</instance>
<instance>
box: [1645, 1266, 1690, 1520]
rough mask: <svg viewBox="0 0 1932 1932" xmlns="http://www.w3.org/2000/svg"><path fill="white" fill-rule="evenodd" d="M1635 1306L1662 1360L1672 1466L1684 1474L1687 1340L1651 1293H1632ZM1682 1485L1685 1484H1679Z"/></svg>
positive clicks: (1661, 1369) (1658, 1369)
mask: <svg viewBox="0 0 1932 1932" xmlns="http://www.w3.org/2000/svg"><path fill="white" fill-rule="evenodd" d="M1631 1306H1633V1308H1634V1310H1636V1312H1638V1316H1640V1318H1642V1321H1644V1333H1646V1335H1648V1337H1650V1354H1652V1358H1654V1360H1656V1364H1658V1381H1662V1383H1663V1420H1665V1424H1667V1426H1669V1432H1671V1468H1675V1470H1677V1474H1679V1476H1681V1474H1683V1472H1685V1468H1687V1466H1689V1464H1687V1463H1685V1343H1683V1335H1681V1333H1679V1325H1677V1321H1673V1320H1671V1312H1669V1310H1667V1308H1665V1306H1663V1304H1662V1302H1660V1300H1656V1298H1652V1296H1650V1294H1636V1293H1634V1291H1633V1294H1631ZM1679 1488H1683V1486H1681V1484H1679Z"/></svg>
----------
EXERCISE INSTRUCTIONS:
Render every line of the records above as a numbered list, leaving out any blank lines.

TASK RESULT:
1. </instance>
2. <instance>
3. box: [1645, 1266, 1690, 1520]
4. rough mask: <svg viewBox="0 0 1932 1932" xmlns="http://www.w3.org/2000/svg"><path fill="white" fill-rule="evenodd" d="M1635 1306L1662 1360L1672 1466L1684 1474L1687 1340L1651 1293H1632ZM1682 1485L1685 1484H1679Z"/></svg>
5. positive clicks: (1661, 1369) (1658, 1369)
6. mask: <svg viewBox="0 0 1932 1932" xmlns="http://www.w3.org/2000/svg"><path fill="white" fill-rule="evenodd" d="M1631 1306H1633V1308H1634V1310H1636V1312H1638V1316H1640V1318H1642V1321H1644V1333H1646V1335H1648V1337H1650V1354H1652V1358H1654V1360H1656V1364H1658V1381H1662V1383H1663V1420H1665V1424H1667V1426H1669V1432H1671V1468H1675V1470H1677V1474H1679V1476H1681V1474H1683V1472H1685V1468H1687V1466H1689V1464H1687V1463H1685V1343H1683V1335H1681V1333H1679V1325H1677V1321H1673V1320H1671V1312H1669V1310H1667V1308H1665V1306H1663V1304H1662V1302H1660V1300H1656V1298H1652V1296H1650V1294H1636V1293H1634V1291H1633V1294H1631ZM1679 1488H1683V1486H1681V1484H1679Z"/></svg>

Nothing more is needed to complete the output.